▸ **Exercise prompt**
Reproduce each of the rows below word for word, leaving out nothing and changing nothing.

▸ **Input for this task**
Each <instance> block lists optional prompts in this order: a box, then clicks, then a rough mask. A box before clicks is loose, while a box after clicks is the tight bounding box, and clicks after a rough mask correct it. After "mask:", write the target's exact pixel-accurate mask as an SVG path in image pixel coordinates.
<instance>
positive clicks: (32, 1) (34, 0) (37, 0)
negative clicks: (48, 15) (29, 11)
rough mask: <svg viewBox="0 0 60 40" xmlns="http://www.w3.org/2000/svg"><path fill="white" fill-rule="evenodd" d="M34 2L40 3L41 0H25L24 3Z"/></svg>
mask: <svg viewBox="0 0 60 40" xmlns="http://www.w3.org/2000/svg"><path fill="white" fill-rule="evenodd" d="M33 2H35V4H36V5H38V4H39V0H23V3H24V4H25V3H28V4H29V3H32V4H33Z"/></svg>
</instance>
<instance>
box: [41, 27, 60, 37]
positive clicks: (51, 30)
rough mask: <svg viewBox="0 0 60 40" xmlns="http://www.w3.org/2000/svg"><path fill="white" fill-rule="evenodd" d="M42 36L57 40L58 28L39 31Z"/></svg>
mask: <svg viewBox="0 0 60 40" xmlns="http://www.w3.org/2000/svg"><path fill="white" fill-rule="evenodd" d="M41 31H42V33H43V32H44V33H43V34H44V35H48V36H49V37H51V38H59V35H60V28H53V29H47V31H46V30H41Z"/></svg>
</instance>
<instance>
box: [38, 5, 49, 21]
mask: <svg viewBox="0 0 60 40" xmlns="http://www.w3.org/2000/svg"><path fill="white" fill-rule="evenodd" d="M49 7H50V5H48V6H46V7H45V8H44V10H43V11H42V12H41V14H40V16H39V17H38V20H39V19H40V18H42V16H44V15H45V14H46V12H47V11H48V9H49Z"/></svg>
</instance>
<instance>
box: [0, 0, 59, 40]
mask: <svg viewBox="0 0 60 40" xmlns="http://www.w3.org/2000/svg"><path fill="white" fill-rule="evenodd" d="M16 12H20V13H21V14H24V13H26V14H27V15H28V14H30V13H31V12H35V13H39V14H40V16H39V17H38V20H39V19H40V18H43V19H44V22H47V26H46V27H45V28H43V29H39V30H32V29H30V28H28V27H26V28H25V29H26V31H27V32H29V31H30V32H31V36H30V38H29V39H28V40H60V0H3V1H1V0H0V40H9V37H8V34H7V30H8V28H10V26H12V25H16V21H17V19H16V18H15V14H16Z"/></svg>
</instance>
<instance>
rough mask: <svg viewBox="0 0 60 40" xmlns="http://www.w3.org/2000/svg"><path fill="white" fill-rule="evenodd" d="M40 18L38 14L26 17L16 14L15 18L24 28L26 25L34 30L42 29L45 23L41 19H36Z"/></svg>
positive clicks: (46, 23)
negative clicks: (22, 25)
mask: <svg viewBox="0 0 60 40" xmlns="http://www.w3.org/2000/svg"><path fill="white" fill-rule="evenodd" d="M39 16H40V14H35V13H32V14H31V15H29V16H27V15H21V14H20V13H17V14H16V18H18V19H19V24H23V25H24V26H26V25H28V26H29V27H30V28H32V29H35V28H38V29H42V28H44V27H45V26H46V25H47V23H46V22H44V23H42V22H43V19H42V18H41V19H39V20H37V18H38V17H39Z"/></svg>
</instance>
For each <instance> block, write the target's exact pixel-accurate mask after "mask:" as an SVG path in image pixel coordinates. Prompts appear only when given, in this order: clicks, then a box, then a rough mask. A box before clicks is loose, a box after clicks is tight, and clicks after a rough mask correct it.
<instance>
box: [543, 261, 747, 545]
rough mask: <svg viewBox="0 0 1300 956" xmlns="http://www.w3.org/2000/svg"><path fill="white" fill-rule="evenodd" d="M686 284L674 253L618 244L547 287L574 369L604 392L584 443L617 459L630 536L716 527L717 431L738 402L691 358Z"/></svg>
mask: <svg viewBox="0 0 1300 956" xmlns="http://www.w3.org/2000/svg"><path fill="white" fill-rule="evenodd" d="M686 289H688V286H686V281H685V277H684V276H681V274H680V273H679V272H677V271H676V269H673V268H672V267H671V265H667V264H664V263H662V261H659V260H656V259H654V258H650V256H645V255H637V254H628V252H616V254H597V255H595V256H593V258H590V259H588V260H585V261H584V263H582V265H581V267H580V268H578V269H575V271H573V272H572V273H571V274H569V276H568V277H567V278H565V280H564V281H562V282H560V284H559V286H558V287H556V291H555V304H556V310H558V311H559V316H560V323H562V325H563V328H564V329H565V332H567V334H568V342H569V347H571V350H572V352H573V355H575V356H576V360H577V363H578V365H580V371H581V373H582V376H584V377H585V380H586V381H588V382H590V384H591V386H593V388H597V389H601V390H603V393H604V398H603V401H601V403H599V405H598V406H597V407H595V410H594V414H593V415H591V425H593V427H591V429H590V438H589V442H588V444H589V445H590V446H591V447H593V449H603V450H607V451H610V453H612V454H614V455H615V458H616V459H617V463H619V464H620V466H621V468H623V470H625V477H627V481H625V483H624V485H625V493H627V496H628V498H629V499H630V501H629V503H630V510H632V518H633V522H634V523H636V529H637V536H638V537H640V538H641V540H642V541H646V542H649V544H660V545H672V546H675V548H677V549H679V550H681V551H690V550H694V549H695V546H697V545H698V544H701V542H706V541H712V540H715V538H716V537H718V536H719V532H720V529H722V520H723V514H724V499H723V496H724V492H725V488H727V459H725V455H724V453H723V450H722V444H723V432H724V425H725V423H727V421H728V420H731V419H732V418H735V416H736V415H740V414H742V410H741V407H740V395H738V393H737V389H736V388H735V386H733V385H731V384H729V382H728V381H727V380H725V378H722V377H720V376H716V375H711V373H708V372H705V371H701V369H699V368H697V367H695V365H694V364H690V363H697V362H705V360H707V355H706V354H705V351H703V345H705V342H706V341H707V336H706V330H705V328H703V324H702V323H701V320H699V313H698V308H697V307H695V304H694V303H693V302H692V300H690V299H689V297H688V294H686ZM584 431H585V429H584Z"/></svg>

▸ **Solution to the exercise**
Each <instance> block lists optional prompts in this order: a box, then clicks, then a rough mask. A box before clicks is loose, while a box after clicks is the tight bounding box, and clicks after a rough mask correct it. After "mask:", write the target's exact pixel-accurate mask as an SVG path in image pixel coordinates.
<instance>
positive clicks: (32, 1) (34, 0) (37, 0)
negative clicks: (48, 15) (29, 11)
rough mask: <svg viewBox="0 0 60 40" xmlns="http://www.w3.org/2000/svg"><path fill="white" fill-rule="evenodd" d="M34 2L40 3L41 0H25L24 3Z"/></svg>
mask: <svg viewBox="0 0 60 40" xmlns="http://www.w3.org/2000/svg"><path fill="white" fill-rule="evenodd" d="M33 2H35V4H36V5H38V4H39V0H23V3H24V4H25V3H28V4H29V3H32V4H33Z"/></svg>
</instance>
<instance>
box: [41, 27, 60, 37]
positive clicks: (51, 30)
rough mask: <svg viewBox="0 0 60 40" xmlns="http://www.w3.org/2000/svg"><path fill="white" fill-rule="evenodd" d="M42 36L57 40L58 28L39 31Z"/></svg>
mask: <svg viewBox="0 0 60 40" xmlns="http://www.w3.org/2000/svg"><path fill="white" fill-rule="evenodd" d="M41 31H42V33H43V32H44V33H43V34H44V35H48V36H49V37H51V38H59V35H60V28H53V29H47V31H46V30H41Z"/></svg>
</instance>
<instance>
box: [38, 5, 49, 21]
mask: <svg viewBox="0 0 60 40" xmlns="http://www.w3.org/2000/svg"><path fill="white" fill-rule="evenodd" d="M49 7H50V5H48V6H46V7H45V8H44V10H43V11H42V12H41V14H40V16H39V17H38V20H39V19H40V18H42V16H44V15H45V14H46V12H47V11H48V9H49Z"/></svg>
</instance>
<instance>
box: [0, 0, 59, 40]
mask: <svg viewBox="0 0 60 40" xmlns="http://www.w3.org/2000/svg"><path fill="white" fill-rule="evenodd" d="M16 12H20V13H21V14H24V13H26V14H27V15H28V14H30V13H31V12H35V13H39V14H40V16H39V17H38V20H39V19H40V18H43V19H44V22H47V26H46V27H45V28H43V29H39V30H32V29H30V28H28V27H26V28H25V29H26V31H27V32H29V31H30V32H31V36H30V38H29V39H28V40H60V0H3V1H1V0H0V40H9V37H8V34H7V30H8V28H10V26H12V25H16V21H17V19H16V18H15V14H16Z"/></svg>
</instance>
<instance>
rough mask: <svg viewBox="0 0 60 40" xmlns="http://www.w3.org/2000/svg"><path fill="white" fill-rule="evenodd" d="M40 18L38 14L26 17L16 14L15 18L24 28L26 25L34 30L42 29L45 23L41 19H36Z"/></svg>
positive clicks: (46, 23)
negative clicks: (22, 25)
mask: <svg viewBox="0 0 60 40" xmlns="http://www.w3.org/2000/svg"><path fill="white" fill-rule="evenodd" d="M39 16H40V14H35V13H32V14H31V15H29V16H27V15H21V14H20V13H17V14H16V18H18V19H19V24H23V25H24V26H26V25H28V26H29V27H30V28H32V29H35V28H38V29H42V28H44V27H45V26H46V25H47V23H46V22H44V23H42V22H43V19H42V18H41V19H39V20H37V18H38V17H39Z"/></svg>
</instance>
For each <instance> block, write the target's exact pixel-accurate mask after "mask:" as an SVG path in image pixel coordinates. Prompts appear only when given, in this order: clicks, then a box, then a rough mask. A box before clicks is loose, a box after clicks is tight, and clicks after a rough mask correct it.
<instance>
box: [543, 261, 747, 545]
rough mask: <svg viewBox="0 0 1300 956" xmlns="http://www.w3.org/2000/svg"><path fill="white" fill-rule="evenodd" d="M686 284L674 253L618 244L547 287L574 369L604 392L584 443L617 459L630 536L716 527L717 431L738 402L691 358Z"/></svg>
mask: <svg viewBox="0 0 1300 956" xmlns="http://www.w3.org/2000/svg"><path fill="white" fill-rule="evenodd" d="M686 289H688V286H686V281H685V277H684V276H681V274H680V273H679V272H677V271H676V269H673V268H672V267H671V265H667V264H664V263H662V261H659V260H656V259H654V258H650V256H645V255H637V254H628V252H616V254H597V255H595V256H593V258H590V259H588V260H585V261H584V263H582V265H581V267H580V268H578V269H575V271H573V272H572V273H571V274H569V276H568V277H567V278H565V280H564V281H562V282H560V284H559V286H558V287H556V291H555V304H556V310H558V311H559V316H560V323H562V325H563V328H564V329H565V332H567V334H568V342H569V347H571V350H572V352H573V355H575V356H576V360H577V363H578V365H580V371H581V373H582V376H584V377H585V380H586V381H588V382H590V384H591V386H593V388H597V389H601V390H603V393H604V398H603V401H601V403H599V405H598V406H597V407H595V410H594V414H593V415H591V425H593V427H591V429H590V438H589V442H588V444H589V445H590V446H591V447H593V449H603V450H607V451H610V453H612V454H614V455H615V458H616V459H617V463H619V464H620V466H621V468H623V470H625V477H627V481H625V483H624V485H625V493H627V496H628V498H629V499H630V501H629V503H630V510H632V518H633V522H634V523H636V529H637V536H638V537H640V538H641V540H642V541H646V542H649V544H660V545H672V546H675V548H677V549H679V550H681V551H690V550H694V549H695V546H697V545H698V544H701V542H706V541H712V540H715V538H716V537H718V536H719V532H720V529H722V520H723V514H724V499H723V496H724V492H725V488H727V459H725V455H724V453H723V450H722V444H723V432H724V425H725V423H727V421H728V420H731V419H732V418H735V416H736V415H740V414H742V410H741V407H740V395H738V393H737V389H736V388H735V386H733V385H731V384H729V382H728V381H727V380H725V378H722V377H720V376H716V375H711V373H708V372H705V371H701V369H699V368H697V367H695V365H694V364H690V363H697V362H705V360H707V355H706V354H705V351H703V345H705V342H706V341H707V336H706V330H705V328H703V324H702V323H701V320H699V313H698V308H697V307H695V304H694V303H693V302H692V300H690V299H689V297H688V294H686ZM584 431H585V429H584Z"/></svg>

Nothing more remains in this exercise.